EXTRAIT DU TEXTE —
----
En avril 2026, le bureau sud-africain de Business France compte ainsi organiser une série de rendez-vous B2B entre des acteurs français et les grandes chaînes hôtelières sud-africaines en marge du salon World Travel Market Africa à Cape Town. « Cette mission à forte composante Tourisme est une façon de mettre le pied à l’étrier des entreprises sur le marché sud-africain : via le segment hôtelier ou via les instituts, il est possible de se faire connaître et référencer durablement sur ce grand marché », signale Clarisse Henrion. Une visite du salon, des rendez-vous d’affaires et des événements de networking au consulat seront ainsi programmés pendant la mission (du 13 au 17 avril 2026).
----
LISTE DES DONNÉES —
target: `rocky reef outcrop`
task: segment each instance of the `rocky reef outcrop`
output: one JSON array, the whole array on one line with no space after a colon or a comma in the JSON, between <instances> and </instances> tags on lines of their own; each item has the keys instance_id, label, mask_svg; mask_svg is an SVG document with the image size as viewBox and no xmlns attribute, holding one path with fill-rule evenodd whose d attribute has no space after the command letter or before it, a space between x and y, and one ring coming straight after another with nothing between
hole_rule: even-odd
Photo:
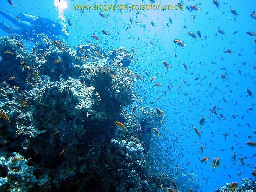
<instances>
[{"instance_id":1,"label":"rocky reef outcrop","mask_svg":"<svg viewBox=\"0 0 256 192\"><path fill-rule=\"evenodd\" d=\"M241 179L241 184L234 189L234 192L254 192L256 191L256 183L251 179L244 178ZM230 187L231 183L226 183L225 186L221 187L221 192L229 192L231 190Z\"/></svg>"},{"instance_id":2,"label":"rocky reef outcrop","mask_svg":"<svg viewBox=\"0 0 256 192\"><path fill-rule=\"evenodd\" d=\"M151 155L164 116L134 106L132 54L37 39L0 39L0 191L155 191L182 176Z\"/></svg>"}]
</instances>

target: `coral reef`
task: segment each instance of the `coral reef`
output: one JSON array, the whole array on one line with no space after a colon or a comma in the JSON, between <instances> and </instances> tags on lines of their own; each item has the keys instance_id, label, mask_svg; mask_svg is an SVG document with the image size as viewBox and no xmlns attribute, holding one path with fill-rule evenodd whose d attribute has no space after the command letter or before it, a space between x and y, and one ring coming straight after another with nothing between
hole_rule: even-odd
<instances>
[{"instance_id":1,"label":"coral reef","mask_svg":"<svg viewBox=\"0 0 256 192\"><path fill-rule=\"evenodd\" d=\"M164 115L130 113L128 50L73 50L41 34L29 52L22 37L11 37L0 39L0 191L156 191L172 180L199 189L195 175L170 170L172 156L159 157L168 140L153 130L167 131Z\"/></svg>"},{"instance_id":2,"label":"coral reef","mask_svg":"<svg viewBox=\"0 0 256 192\"><path fill-rule=\"evenodd\" d=\"M256 183L252 178L248 179L244 178L241 179L242 183L239 185L234 191L234 192L254 192L256 191ZM231 183L226 183L225 186L222 187L220 188L221 192L229 192L231 191L229 187Z\"/></svg>"},{"instance_id":3,"label":"coral reef","mask_svg":"<svg viewBox=\"0 0 256 192\"><path fill-rule=\"evenodd\" d=\"M120 60L124 67L128 67L129 65L133 61L133 55L124 47L111 51L108 53L109 59L113 60L114 59L116 59Z\"/></svg>"}]
</instances>

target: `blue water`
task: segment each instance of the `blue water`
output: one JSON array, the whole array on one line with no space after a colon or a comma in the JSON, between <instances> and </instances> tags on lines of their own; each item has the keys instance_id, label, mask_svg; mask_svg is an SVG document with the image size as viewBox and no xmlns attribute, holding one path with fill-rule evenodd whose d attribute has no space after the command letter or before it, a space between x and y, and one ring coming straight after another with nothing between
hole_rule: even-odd
<instances>
[{"instance_id":1,"label":"blue water","mask_svg":"<svg viewBox=\"0 0 256 192\"><path fill-rule=\"evenodd\" d=\"M60 13L53 0L38 1L35 3L35 1L28 0L25 3L23 1L14 0L16 5L14 8L7 1L3 1L1 8L14 15L27 12L60 22ZM174 1L170 1L162 0L161 3L163 4L175 4ZM256 44L252 42L255 40L255 37L248 35L246 32L254 30L256 32L256 20L249 14L256 7L255 1L248 0L245 3L241 1L220 0L218 10L211 0L183 0L185 5L195 4L201 9L199 11L193 11L193 14L196 15L194 20L192 19L193 14L185 8L182 11L139 10L137 18L135 10L130 12L130 10L123 10L122 14L119 11L110 11L104 12L108 15L105 19L99 15L99 11L84 10L85 14L84 14L74 10L73 4L113 4L116 2L91 1L90 3L88 1L70 0L61 2L67 2L68 7L62 14L69 29L69 37L65 42L71 47L80 44L80 40L84 44L87 43L86 40L97 43L91 37L95 34L101 38L101 45L106 50L124 46L136 51L134 59L138 61L132 63L129 68L140 74L143 79L135 83L134 92L138 92L137 98L143 100L141 103L137 104L137 107L158 107L163 111L166 117L164 127L178 139L179 143L174 143L176 153L180 151L184 154L180 159L174 160L176 164L182 166L184 163L187 172L193 170L197 175L202 191L214 191L226 183L240 183L240 178L253 177L251 173L255 168L256 157L250 158L256 153L256 151L255 148L246 145L246 142L249 140L256 141L253 133L256 125L254 121L256 71L253 68L256 64ZM142 2L120 0L117 2L119 4L150 3L147 0ZM224 3L226 3L224 4ZM160 2L157 1L157 3ZM22 7L18 5L19 4ZM230 6L238 14L236 17L231 12ZM206 13L207 12L208 14ZM166 22L169 17L173 24L169 22L167 30ZM131 25L130 18L132 20ZM68 18L71 21L72 28L68 24ZM3 17L0 17L0 20L12 25ZM141 24L135 23L136 20L140 21ZM155 23L156 26L151 24L151 21ZM144 24L145 27L143 25ZM127 25L130 27L126 29ZM184 28L184 25L187 28ZM218 32L218 28L224 32L225 35ZM102 30L110 35L109 36L103 35ZM202 40L198 37L196 30L202 33ZM236 31L238 33L233 34ZM196 34L197 38L195 40L188 35L188 31ZM0 31L0 36L7 35ZM205 36L207 36L206 39ZM182 47L176 45L173 42L174 39L180 39L186 46ZM28 43L32 46L32 43ZM233 53L223 52L228 49ZM174 56L175 52L177 59ZM167 71L162 62L163 60L169 65L171 63L172 68ZM188 66L187 70L183 63ZM221 69L223 68L225 69ZM146 71L148 73L148 78ZM220 77L221 74L225 74L226 79ZM199 75L199 79L194 80ZM155 76L157 78L149 82L150 78ZM186 81L187 86L183 79ZM154 86L157 83L162 86ZM197 84L197 83L199 83ZM179 84L181 87L178 92ZM168 85L172 91L168 90ZM252 91L252 97L248 96L247 89ZM165 94L165 91L167 92ZM157 101L158 97L161 98ZM221 108L216 110L217 115L210 117L212 113L209 109L215 105L216 109ZM247 112L250 108L253 109ZM220 117L220 113L223 115L226 120ZM235 116L236 119L232 115ZM199 124L203 116L205 118L203 129ZM241 118L243 116L243 120ZM201 132L201 139L194 131L194 127ZM163 134L161 129L159 131ZM229 134L224 140L223 134L225 133ZM170 139L176 140L172 135L170 135L168 136ZM246 137L248 135L252 136L252 138ZM201 145L207 147L204 149L203 155L200 154ZM234 146L233 151L236 154L235 164L232 158L232 146ZM174 152L170 149L166 155L170 155ZM207 162L209 165L200 162L204 157L210 159ZM214 170L211 167L212 159L218 157L220 160L220 166ZM240 160L242 157L244 158L244 165ZM186 165L188 161L191 164Z\"/></svg>"}]
</instances>

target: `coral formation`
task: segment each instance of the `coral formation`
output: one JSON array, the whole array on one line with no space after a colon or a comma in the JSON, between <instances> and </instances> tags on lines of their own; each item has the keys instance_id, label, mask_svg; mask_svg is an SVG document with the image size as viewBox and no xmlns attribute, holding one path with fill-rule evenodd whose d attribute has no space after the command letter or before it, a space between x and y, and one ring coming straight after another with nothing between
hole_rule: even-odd
<instances>
[{"instance_id":1,"label":"coral formation","mask_svg":"<svg viewBox=\"0 0 256 192\"><path fill-rule=\"evenodd\" d=\"M1 191L155 191L172 180L199 189L195 175L171 171L171 157L152 158L163 152L152 130L166 131L165 116L149 107L130 112L128 50L74 51L39 34L29 52L11 37L0 39L0 112L8 117L0 118Z\"/></svg>"},{"instance_id":2,"label":"coral formation","mask_svg":"<svg viewBox=\"0 0 256 192\"><path fill-rule=\"evenodd\" d=\"M254 192L256 191L256 183L252 178L244 178L241 179L242 183L239 185L234 191L234 192ZM220 188L221 192L229 192L231 183L226 183L226 185Z\"/></svg>"}]
</instances>

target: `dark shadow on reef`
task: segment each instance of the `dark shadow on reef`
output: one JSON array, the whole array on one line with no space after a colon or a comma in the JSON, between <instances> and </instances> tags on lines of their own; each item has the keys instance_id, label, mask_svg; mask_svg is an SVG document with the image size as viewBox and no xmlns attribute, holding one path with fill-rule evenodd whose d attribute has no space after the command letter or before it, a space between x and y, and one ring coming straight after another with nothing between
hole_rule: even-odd
<instances>
[{"instance_id":1,"label":"dark shadow on reef","mask_svg":"<svg viewBox=\"0 0 256 192\"><path fill-rule=\"evenodd\" d=\"M127 112L136 78L122 64L132 55L123 47L107 54L97 44L56 47L43 34L37 39L30 52L22 36L0 38L0 112L10 118L0 118L0 191L170 187L171 175L163 172L171 157L164 165L153 157L161 151L152 129L161 128L164 115L148 107ZM172 180L183 175L176 171ZM180 186L195 182L186 177Z\"/></svg>"}]
</instances>

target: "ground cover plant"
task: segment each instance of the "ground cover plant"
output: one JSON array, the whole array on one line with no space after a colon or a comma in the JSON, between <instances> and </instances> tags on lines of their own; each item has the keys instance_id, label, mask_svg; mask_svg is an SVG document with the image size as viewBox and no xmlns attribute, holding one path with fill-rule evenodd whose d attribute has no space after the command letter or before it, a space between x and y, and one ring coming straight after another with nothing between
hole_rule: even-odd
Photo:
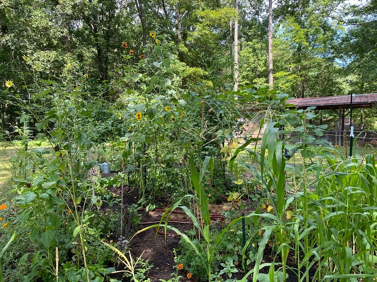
----
À FAIRE — D'après l'extrait sur la mission de Business France en Afrique du Sud, pourquoi cette mission est-elle présentée comme une façon de mettre le pied à l'étrier des entreprises sur le marché sud-africain ? Les items ne sont pas nécessaires ici.

RÉSULTAT DE LA TÂCHE — Parce que, via le segment hôtelier ou via les instituts, il est possible de se faire connaître et référencer durablement sur ce grand marché.